**The data**:
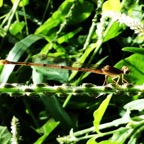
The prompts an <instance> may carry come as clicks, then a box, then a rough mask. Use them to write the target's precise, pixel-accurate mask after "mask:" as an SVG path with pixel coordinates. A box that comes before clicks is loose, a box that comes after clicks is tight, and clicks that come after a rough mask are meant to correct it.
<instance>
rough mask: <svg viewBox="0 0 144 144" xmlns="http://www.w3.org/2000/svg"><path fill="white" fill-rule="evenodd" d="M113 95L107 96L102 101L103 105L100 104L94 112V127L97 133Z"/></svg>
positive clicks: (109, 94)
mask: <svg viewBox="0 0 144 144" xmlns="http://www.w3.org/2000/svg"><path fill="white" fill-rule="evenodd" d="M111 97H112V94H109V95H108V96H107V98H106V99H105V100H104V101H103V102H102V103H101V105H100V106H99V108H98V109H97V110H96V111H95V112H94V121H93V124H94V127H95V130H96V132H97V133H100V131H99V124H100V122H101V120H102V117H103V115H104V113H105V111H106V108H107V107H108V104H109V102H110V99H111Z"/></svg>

...

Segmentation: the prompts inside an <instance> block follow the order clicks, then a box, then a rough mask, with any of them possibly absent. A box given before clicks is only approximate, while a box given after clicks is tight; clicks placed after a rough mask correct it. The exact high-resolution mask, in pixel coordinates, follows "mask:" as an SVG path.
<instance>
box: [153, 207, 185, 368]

**Directions**:
Once you find the line with "The prompts an" above, print it and every line after it up to and including the line with "rough mask: <svg", exactly as written and nothing else.

**Solution**:
The prompts an <instance> may carry come as clicks, then a box, then a rough mask. Use them to write the target's precise, pixel-accurate mask after "mask:" as an SVG path with pixel coordinates. A box that comes before clicks is loose, a box that comes after clicks is tight, and clicks that come after a rough mask are meant to correct it.
<instance>
rough mask: <svg viewBox="0 0 144 144" xmlns="http://www.w3.org/2000/svg"><path fill="white" fill-rule="evenodd" d="M113 95L107 96L102 101L103 105L100 104L94 112V127L97 133Z"/></svg>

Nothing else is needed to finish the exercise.